→ Excerpt provided
+-------+

Violet – last perceivable color before the unknown

In Meg Stuart’s citing of herself: “often I say to my dancers: Your body is not yours.”2 (link) lingers a resonance quite close to Spinoza’s ”what the body can do” – “the body itself, merely from the laws of its own nature alone, can do many things, at which the mind marvels.”3

Stuart’s 2011 piece ‘Violet’ reminds of excessive body exploration as also obvious in some footage scenes of the recently released memorial film that show the nervous power of the adamant dancer Tania Liedtke after her accidental death in 2007. But it is Stuart’s basic decision to build on the abstraction of bodily features which lead to the unique experience of that piece under the specified title. The choosing of the title as the name of a color that is close to the outer range of the color spectrum appears thus rather appropriate to describe something that somehow is known for being there, but cannot really be perceived or grasped. Well, in fact it even points out that, what we see in this piece, is still within the visible spectrum.

The work is an energetic dance or better movement piece, that through a bodily ‘voicing’(a sort of toning) of the five dancer’s gestures tries to express the furious power of a storm. Stuart describes that the challenge of the piece has been to strip movements down to abstraction, though to avoid an analytical approach but to enforce and communicate instead a sort of ‘rock ‘n roll’ feeling. And still this description sounds as paradox as the task is itself.

+-------+

→ Recorded information
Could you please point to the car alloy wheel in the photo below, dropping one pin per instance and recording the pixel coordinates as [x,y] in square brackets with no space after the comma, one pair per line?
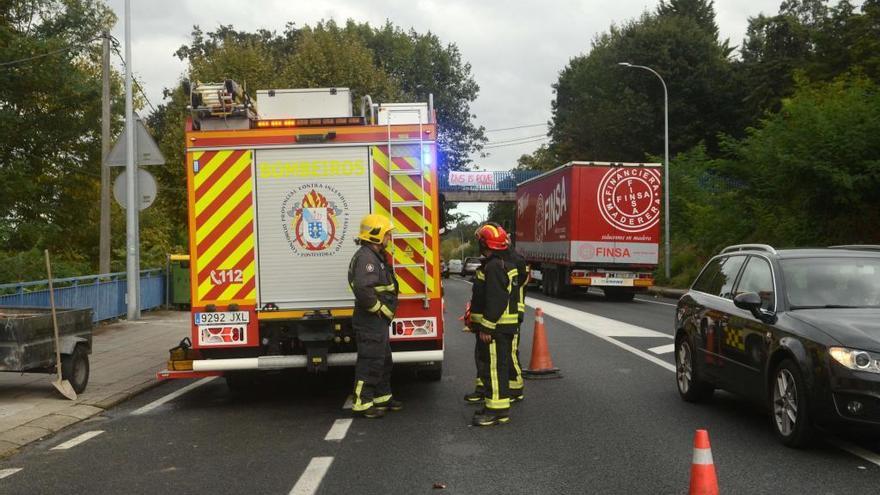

+-------+

→ What you have to do
Repeat, word for word, the stretch of the text above on Meg Stuart's dance piece "Violet" from "The work is" through "task is itself.".

→ Exercise response
The work is an energetic dance or better movement piece, that through a bodily ‘voicing’(a sort of toning) of the five dancer’s gestures tries to express the furious power of a storm. Stuart describes that the challenge of the piece has been to strip movements down to abstraction, though to avoid an analytical approach but to enforce and communicate instead a sort of ‘rock ‘n roll’ feeling. And still this description sounds as paradox as the task is itself.